_ITEMS_.

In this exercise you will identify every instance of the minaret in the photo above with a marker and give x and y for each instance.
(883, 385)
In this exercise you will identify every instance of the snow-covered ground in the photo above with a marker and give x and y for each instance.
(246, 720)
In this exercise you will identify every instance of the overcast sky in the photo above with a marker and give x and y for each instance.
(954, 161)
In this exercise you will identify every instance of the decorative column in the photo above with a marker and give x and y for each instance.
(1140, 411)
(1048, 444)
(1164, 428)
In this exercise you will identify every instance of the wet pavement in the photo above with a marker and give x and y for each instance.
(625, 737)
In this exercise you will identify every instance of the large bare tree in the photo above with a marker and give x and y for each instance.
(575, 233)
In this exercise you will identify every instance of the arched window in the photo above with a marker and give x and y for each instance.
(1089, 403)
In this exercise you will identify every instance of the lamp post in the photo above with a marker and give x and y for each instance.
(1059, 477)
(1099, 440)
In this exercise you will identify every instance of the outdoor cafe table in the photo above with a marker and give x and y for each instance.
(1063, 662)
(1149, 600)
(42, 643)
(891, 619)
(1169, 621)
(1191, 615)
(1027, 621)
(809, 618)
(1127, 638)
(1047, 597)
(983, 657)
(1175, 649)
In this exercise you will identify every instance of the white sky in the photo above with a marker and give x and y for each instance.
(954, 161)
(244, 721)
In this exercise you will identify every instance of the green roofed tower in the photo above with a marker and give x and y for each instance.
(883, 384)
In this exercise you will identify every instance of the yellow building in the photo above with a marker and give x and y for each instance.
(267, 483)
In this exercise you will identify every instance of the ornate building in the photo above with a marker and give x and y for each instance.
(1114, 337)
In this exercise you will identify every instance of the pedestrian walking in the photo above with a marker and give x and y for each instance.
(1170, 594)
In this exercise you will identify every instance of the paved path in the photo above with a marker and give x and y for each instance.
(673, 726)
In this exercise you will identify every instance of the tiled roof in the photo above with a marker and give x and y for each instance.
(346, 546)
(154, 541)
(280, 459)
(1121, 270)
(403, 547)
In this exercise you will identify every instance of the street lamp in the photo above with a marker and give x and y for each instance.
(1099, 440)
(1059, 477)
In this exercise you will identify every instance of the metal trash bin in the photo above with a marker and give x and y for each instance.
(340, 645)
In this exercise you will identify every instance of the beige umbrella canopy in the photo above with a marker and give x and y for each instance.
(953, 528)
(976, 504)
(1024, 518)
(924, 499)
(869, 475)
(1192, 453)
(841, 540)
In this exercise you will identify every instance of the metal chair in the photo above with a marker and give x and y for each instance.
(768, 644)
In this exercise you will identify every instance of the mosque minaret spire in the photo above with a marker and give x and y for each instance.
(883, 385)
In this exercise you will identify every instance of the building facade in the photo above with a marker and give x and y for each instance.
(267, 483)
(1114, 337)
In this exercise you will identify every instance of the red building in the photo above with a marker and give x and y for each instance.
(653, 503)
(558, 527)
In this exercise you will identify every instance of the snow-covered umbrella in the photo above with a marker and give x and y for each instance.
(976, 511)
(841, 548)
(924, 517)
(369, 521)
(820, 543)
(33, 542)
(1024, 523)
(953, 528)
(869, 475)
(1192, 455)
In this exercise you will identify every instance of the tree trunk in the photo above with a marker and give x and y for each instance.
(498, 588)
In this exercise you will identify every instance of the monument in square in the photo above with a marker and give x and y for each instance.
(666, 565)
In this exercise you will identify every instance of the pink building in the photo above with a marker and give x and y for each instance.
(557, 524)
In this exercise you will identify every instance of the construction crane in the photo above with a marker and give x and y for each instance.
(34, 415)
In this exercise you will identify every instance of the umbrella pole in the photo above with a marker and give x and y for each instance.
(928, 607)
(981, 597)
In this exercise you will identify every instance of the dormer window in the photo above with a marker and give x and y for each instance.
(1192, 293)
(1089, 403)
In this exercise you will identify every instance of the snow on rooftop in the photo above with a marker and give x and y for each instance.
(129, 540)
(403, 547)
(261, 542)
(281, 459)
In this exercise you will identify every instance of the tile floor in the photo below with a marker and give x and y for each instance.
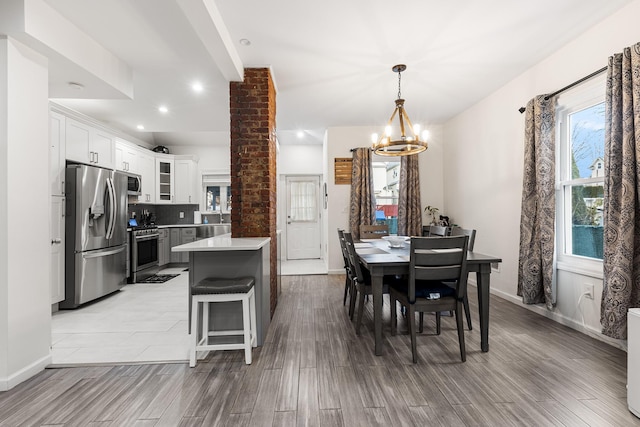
(143, 322)
(303, 267)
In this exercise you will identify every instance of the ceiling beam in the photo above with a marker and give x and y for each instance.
(36, 24)
(208, 24)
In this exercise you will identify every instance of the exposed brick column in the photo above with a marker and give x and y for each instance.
(253, 162)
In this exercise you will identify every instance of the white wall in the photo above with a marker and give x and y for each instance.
(300, 160)
(483, 162)
(25, 307)
(340, 141)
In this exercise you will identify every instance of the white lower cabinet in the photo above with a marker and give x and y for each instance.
(56, 227)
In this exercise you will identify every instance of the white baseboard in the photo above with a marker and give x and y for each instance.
(25, 373)
(560, 318)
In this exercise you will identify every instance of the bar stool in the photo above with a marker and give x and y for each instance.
(213, 289)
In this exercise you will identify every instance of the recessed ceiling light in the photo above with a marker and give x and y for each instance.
(76, 86)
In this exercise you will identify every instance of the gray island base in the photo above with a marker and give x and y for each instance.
(227, 257)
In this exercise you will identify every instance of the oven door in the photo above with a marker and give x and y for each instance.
(144, 252)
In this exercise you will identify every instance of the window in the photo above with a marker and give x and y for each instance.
(386, 179)
(580, 189)
(217, 193)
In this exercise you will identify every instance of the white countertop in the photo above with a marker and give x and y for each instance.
(191, 225)
(223, 243)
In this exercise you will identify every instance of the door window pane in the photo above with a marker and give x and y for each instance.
(303, 201)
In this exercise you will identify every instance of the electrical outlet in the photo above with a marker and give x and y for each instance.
(588, 290)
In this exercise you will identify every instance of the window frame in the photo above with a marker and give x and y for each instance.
(579, 98)
(215, 179)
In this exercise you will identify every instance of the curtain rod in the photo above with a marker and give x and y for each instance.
(569, 86)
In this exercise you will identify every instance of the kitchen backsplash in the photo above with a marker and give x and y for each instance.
(164, 214)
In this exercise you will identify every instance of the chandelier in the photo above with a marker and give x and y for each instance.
(403, 144)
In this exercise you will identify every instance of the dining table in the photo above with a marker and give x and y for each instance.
(377, 256)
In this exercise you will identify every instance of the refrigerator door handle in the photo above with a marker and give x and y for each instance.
(104, 253)
(112, 207)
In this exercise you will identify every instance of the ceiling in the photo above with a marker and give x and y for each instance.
(331, 60)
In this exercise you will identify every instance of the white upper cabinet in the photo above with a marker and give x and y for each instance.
(164, 179)
(147, 169)
(185, 182)
(56, 153)
(86, 144)
(126, 157)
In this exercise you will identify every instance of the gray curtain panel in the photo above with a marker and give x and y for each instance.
(409, 209)
(362, 208)
(537, 217)
(621, 265)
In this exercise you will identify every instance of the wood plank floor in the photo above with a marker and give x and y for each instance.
(313, 370)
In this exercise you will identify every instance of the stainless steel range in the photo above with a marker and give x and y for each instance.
(143, 253)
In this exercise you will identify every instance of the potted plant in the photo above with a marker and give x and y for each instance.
(432, 211)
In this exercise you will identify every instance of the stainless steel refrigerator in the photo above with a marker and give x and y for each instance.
(96, 233)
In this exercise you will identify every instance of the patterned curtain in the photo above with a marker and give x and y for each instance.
(409, 210)
(362, 210)
(621, 264)
(537, 217)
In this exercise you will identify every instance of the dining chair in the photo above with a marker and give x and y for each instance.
(373, 231)
(361, 280)
(348, 283)
(438, 231)
(432, 261)
(471, 233)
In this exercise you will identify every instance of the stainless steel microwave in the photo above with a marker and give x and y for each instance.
(134, 185)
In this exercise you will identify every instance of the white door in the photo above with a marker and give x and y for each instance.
(303, 217)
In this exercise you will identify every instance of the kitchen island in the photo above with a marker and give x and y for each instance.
(227, 257)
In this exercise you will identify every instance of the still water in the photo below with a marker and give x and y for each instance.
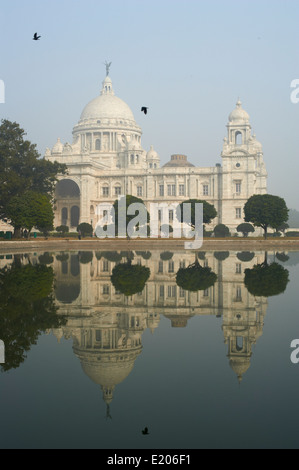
(94, 354)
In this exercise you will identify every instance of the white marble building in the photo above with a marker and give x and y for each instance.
(106, 159)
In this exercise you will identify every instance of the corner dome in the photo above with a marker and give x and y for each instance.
(178, 161)
(152, 154)
(238, 114)
(107, 106)
(58, 147)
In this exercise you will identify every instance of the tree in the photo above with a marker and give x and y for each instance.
(282, 257)
(245, 256)
(85, 228)
(209, 211)
(129, 200)
(221, 255)
(166, 255)
(85, 257)
(145, 254)
(266, 210)
(30, 210)
(245, 228)
(22, 170)
(113, 256)
(221, 231)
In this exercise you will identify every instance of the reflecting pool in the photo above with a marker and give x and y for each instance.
(193, 345)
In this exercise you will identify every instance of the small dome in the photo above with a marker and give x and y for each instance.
(255, 142)
(152, 154)
(178, 161)
(238, 114)
(58, 147)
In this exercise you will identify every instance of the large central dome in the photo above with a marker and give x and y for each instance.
(107, 106)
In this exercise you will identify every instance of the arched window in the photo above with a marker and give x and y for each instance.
(64, 213)
(239, 343)
(238, 138)
(75, 216)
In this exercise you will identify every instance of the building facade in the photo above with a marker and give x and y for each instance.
(106, 160)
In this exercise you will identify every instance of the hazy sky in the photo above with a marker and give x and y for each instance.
(187, 60)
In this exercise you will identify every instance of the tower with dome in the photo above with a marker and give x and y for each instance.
(106, 159)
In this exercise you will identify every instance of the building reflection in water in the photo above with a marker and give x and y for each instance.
(106, 326)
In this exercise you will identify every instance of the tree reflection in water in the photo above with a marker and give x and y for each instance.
(195, 277)
(266, 280)
(129, 279)
(27, 308)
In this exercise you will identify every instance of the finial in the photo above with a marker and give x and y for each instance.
(108, 65)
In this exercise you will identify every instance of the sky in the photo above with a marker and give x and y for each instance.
(187, 60)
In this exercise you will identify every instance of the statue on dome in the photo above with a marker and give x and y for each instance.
(108, 65)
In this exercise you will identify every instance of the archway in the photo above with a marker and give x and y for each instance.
(75, 215)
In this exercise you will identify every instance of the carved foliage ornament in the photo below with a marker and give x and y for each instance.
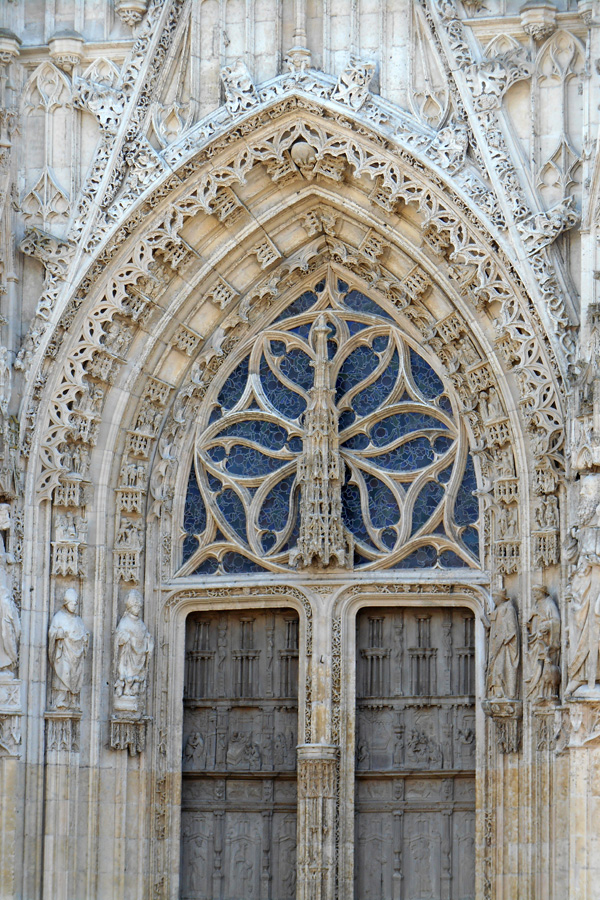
(329, 431)
(487, 279)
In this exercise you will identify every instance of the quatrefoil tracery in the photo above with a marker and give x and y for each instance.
(406, 491)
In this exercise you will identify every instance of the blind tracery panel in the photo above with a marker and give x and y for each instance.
(331, 400)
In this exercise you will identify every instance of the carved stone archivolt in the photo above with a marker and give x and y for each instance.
(200, 242)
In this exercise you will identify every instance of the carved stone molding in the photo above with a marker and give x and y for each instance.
(317, 804)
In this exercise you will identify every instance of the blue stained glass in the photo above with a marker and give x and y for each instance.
(359, 303)
(276, 508)
(442, 444)
(208, 567)
(446, 474)
(303, 330)
(358, 441)
(268, 541)
(217, 454)
(426, 504)
(190, 545)
(237, 564)
(293, 538)
(194, 516)
(352, 513)
(288, 403)
(227, 453)
(376, 394)
(389, 537)
(380, 343)
(387, 430)
(296, 366)
(261, 431)
(422, 558)
(233, 511)
(466, 508)
(355, 327)
(451, 560)
(295, 444)
(346, 419)
(233, 388)
(250, 463)
(408, 457)
(213, 483)
(444, 403)
(355, 368)
(302, 304)
(428, 382)
(470, 538)
(383, 508)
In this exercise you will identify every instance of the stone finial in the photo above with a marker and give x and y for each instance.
(131, 12)
(538, 19)
(66, 49)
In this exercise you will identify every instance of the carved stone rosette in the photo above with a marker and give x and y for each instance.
(507, 716)
(317, 778)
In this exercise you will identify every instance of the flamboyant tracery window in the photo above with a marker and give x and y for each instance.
(330, 441)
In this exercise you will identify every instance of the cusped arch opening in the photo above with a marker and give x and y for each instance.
(330, 438)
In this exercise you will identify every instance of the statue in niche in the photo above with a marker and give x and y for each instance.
(543, 641)
(490, 404)
(584, 629)
(133, 649)
(5, 380)
(279, 750)
(363, 754)
(193, 754)
(504, 653)
(10, 633)
(68, 640)
(6, 559)
(588, 532)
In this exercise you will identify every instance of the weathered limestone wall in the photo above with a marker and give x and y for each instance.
(171, 175)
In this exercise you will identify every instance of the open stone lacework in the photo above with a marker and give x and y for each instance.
(330, 408)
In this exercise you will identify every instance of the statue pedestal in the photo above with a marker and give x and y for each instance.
(128, 732)
(10, 716)
(507, 716)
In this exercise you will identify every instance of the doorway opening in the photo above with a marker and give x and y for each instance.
(238, 806)
(415, 754)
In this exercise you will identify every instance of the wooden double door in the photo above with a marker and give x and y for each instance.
(414, 755)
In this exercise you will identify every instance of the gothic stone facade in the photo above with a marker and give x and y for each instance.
(299, 450)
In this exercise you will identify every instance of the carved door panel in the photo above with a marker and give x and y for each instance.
(415, 755)
(238, 817)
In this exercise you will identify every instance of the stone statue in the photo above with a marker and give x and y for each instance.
(68, 640)
(504, 650)
(584, 628)
(10, 632)
(133, 649)
(588, 530)
(5, 380)
(543, 641)
(6, 559)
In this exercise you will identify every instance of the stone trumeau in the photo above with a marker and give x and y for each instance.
(299, 450)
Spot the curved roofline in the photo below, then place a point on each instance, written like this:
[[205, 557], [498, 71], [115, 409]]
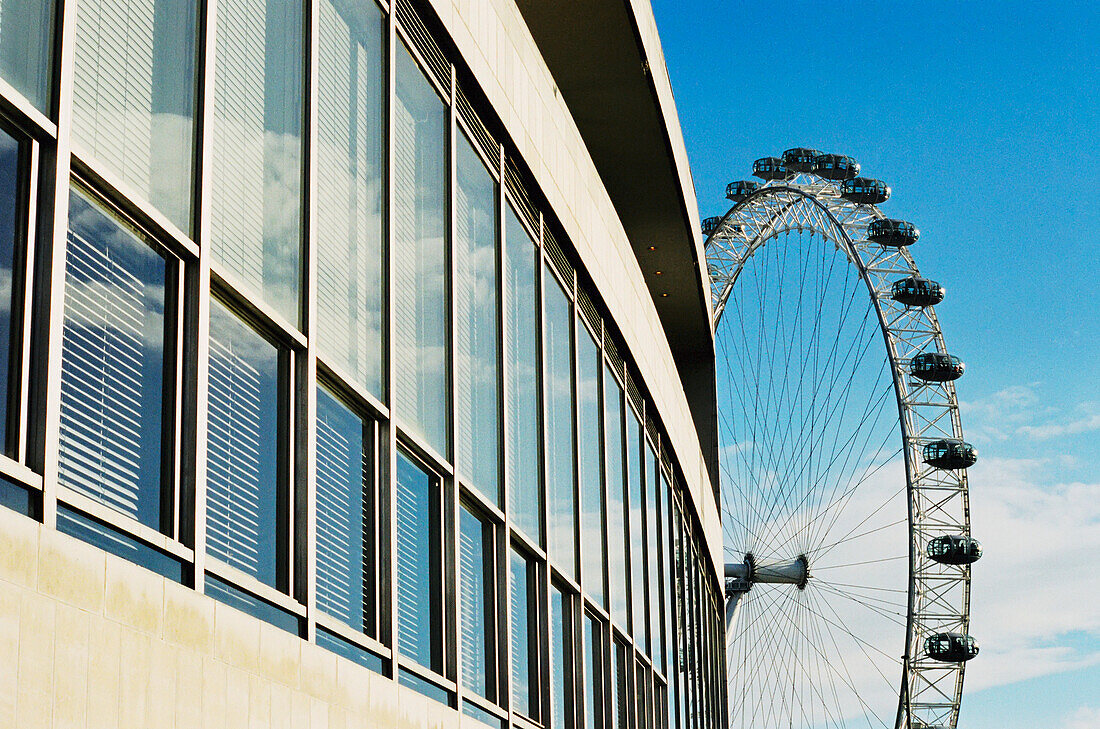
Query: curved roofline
[[606, 59]]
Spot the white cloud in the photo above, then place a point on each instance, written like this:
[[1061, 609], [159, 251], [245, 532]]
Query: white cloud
[[1018, 411], [1049, 430], [1033, 589], [1085, 717]]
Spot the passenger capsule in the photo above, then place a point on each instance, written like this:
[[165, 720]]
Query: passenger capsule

_CHALLENGE_. Beginning at the line with "the stone statue" and ending at the last line of the listing above, retype each line exactly, including those two lines. Leave the pictures out.

_SOLUTION BELOW_.
In this exercise you will identify every instance of the stone statue in the photo above with a marker and give x and y for each instance.
(68, 640)
(504, 650)
(584, 628)
(10, 632)
(133, 649)
(588, 530)
(5, 380)
(543, 641)
(6, 559)
In this exercise you will identify every instance of the stone trumeau in the photo above with a marker and give x and y for each instance.
(299, 450)
Spot the curved roofline in the photo below, then place a point on each instance, written like this:
[[205, 557], [498, 71], [115, 409]]
Query: curved roofline
[[606, 59]]
Spot the white cloud in the photo above, then place a point on each instance, written like this:
[[1061, 609], [159, 251], [245, 532]]
Query: white cloud
[[1018, 411], [1049, 430], [1033, 589], [1085, 717]]
Spot the passenger capsule in the photo above, then place a point on each instance, written like this:
[[165, 720]]
Query: passenger capsule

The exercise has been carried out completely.